▶ Task instructions:
In the records below, find the line that contains "Annotate each instance of the player's face" and the line that contains "x=298 y=384". Copy both lines and every line between them word for word.

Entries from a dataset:
■ ■ ■ ■ ■
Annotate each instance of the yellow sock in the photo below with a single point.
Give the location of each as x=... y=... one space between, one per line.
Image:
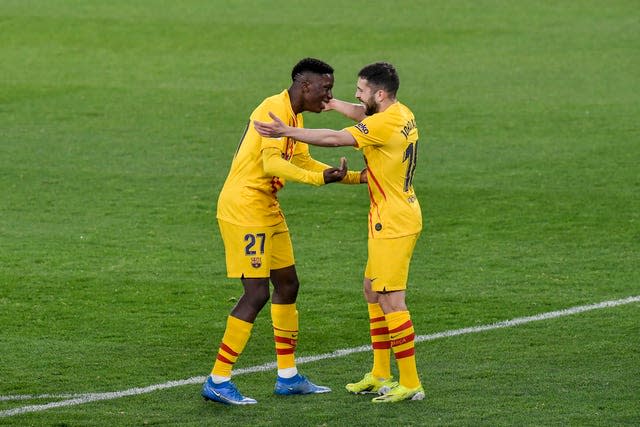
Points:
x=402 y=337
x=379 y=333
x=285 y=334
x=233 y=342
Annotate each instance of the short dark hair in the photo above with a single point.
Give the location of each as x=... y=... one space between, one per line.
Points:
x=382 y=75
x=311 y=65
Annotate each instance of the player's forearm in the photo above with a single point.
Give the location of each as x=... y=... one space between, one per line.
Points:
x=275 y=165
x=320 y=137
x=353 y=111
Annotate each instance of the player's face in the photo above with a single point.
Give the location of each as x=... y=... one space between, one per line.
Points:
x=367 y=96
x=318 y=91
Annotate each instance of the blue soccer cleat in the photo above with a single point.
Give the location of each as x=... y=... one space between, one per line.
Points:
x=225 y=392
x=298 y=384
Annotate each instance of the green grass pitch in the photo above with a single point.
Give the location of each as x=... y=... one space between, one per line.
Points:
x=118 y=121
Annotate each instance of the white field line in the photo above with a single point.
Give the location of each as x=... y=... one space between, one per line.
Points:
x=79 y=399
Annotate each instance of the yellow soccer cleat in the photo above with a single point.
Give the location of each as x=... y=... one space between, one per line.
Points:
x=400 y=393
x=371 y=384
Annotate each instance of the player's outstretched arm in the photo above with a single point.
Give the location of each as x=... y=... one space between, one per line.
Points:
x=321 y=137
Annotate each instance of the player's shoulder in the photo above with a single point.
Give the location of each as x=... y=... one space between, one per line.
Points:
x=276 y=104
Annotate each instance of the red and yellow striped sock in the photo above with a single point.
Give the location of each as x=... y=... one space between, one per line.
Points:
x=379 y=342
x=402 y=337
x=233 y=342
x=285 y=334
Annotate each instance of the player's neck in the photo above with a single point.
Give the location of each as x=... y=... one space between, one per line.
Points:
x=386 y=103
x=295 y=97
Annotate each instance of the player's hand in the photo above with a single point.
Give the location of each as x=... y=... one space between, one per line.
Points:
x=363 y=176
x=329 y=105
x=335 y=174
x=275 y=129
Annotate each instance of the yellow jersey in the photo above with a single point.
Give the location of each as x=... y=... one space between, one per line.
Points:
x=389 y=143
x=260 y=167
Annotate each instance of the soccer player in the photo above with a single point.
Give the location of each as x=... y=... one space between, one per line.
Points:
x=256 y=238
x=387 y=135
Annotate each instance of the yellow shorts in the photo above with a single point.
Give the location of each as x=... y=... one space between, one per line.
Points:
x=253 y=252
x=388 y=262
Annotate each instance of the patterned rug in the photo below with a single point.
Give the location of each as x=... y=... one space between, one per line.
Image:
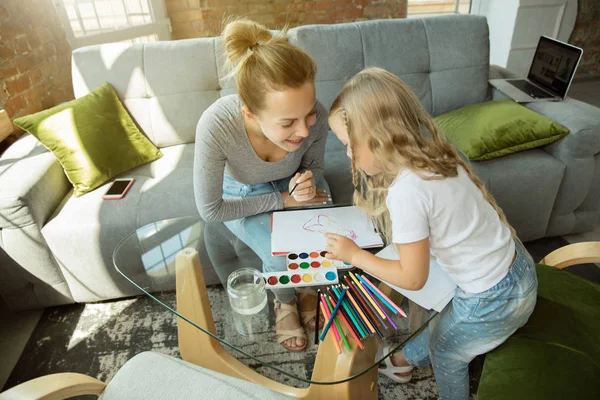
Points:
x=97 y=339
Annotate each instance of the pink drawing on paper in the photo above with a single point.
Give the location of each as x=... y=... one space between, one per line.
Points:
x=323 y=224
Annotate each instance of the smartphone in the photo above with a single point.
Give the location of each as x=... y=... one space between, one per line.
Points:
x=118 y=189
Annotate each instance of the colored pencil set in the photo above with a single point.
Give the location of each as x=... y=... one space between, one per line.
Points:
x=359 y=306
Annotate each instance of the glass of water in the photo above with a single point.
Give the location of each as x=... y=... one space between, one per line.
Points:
■ ■ ■ ■ ■
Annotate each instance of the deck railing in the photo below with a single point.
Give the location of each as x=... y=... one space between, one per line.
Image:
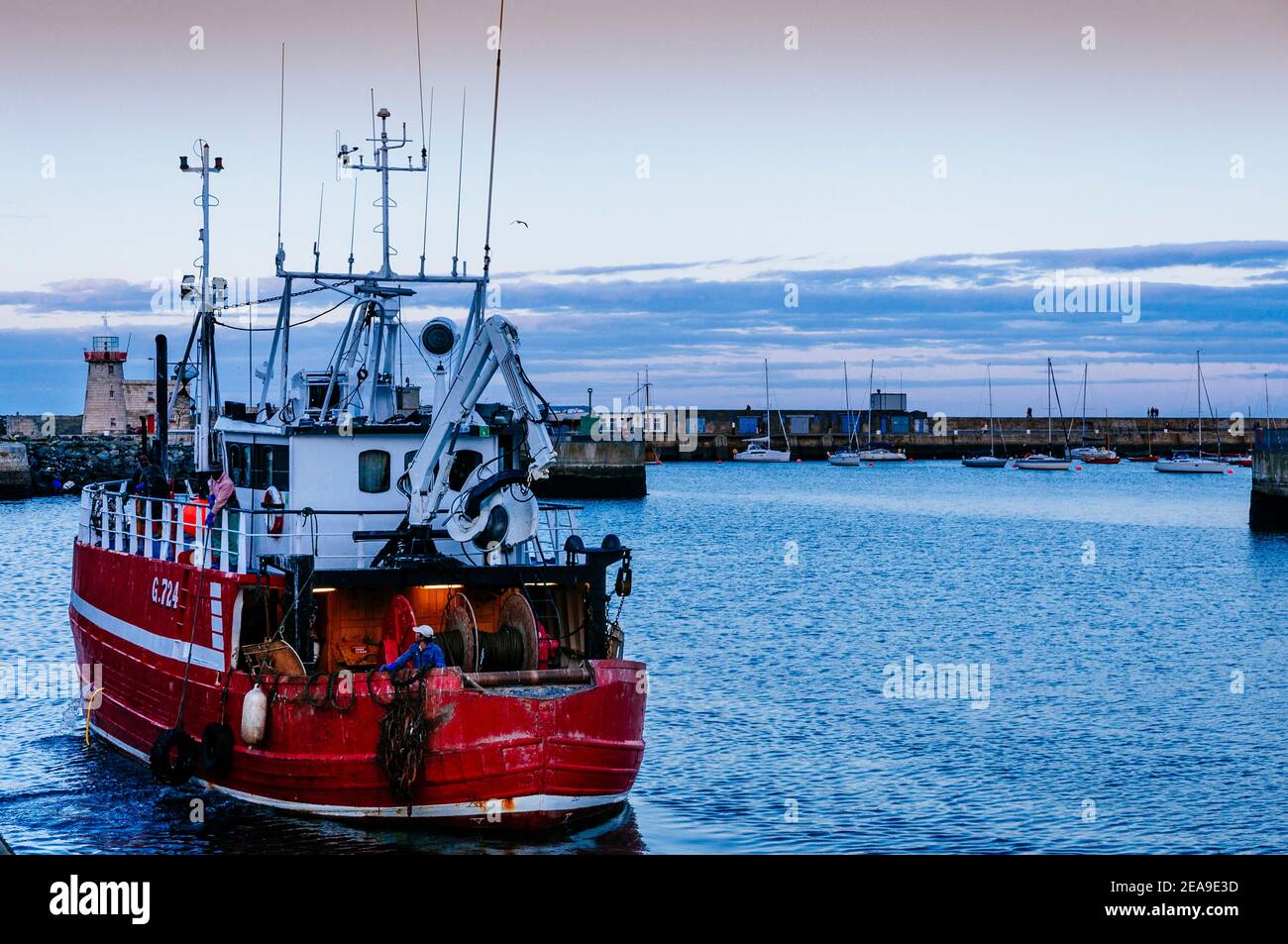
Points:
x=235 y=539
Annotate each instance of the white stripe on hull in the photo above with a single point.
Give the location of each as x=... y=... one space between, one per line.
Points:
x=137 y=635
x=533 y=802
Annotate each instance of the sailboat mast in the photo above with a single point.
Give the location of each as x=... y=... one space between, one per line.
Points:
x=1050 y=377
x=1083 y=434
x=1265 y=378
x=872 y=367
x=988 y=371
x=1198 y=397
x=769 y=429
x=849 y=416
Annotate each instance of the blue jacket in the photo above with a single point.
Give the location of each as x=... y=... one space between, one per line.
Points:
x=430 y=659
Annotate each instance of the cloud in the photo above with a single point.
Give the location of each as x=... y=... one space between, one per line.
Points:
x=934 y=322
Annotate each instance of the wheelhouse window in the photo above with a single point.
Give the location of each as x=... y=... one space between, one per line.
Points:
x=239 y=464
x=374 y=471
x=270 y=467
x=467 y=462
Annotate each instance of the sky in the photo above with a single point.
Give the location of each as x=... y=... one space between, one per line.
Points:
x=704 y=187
■ ■ ■ ■ ■
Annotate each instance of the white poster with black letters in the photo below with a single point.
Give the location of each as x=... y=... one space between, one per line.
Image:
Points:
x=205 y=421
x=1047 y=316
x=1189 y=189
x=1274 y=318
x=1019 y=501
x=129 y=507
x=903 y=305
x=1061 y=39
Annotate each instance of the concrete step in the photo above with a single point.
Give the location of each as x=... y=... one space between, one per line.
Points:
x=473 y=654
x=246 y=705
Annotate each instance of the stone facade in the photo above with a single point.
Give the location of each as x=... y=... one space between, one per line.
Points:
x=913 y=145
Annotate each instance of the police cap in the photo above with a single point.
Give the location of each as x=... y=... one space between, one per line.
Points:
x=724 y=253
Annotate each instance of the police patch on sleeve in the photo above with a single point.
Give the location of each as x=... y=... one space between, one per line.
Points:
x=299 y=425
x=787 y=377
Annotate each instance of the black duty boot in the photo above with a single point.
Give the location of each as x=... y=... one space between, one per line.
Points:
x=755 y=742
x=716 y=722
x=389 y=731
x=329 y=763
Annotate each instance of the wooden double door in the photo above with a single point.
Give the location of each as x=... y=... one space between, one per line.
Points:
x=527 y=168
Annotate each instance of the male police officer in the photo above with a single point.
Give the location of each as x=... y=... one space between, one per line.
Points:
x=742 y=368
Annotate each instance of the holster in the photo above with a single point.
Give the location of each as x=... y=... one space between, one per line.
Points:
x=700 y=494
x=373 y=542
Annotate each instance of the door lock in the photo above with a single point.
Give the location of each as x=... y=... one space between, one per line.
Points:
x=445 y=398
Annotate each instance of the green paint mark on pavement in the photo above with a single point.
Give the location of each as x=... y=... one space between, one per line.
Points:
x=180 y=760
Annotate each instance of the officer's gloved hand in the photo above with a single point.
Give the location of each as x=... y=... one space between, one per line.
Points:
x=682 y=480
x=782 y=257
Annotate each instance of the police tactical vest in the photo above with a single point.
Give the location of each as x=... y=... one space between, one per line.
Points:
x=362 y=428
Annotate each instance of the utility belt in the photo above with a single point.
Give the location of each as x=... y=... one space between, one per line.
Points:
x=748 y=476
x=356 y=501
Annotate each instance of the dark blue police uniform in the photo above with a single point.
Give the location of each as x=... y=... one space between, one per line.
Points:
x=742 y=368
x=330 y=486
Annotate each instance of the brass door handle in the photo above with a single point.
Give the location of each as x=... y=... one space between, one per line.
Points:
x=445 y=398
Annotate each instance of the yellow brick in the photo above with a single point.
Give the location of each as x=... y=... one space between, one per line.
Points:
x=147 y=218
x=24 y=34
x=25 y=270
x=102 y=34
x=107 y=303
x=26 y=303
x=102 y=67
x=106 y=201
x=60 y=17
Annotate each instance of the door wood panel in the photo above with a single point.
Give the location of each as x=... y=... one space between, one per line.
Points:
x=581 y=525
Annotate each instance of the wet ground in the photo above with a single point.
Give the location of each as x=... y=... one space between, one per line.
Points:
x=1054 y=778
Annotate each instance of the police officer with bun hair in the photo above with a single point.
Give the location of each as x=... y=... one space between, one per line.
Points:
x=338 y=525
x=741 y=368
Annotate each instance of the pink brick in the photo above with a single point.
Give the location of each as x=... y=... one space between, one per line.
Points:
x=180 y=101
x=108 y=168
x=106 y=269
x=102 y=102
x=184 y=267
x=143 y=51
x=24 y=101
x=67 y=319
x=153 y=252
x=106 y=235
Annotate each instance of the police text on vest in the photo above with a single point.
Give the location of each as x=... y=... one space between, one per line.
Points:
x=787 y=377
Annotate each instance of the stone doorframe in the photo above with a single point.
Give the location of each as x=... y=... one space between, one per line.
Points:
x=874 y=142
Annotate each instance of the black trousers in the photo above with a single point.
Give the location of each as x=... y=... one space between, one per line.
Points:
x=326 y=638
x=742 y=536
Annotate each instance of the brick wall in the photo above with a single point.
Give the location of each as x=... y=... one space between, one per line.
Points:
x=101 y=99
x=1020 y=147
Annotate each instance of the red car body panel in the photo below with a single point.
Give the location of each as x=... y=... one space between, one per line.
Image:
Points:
■ ■ ■ ■ ■
▶ Task response:
Annotate each instance of the player's face in the photo above with a single point.
Give the location of each as x=... y=... one space between, one per line.
Points:
x=367 y=96
x=318 y=91
Annotate each instance of the blue soccer cleat in the photo above with a single point.
Give the location of each as x=... y=... one space between, one per line.
Points:
x=225 y=392
x=298 y=384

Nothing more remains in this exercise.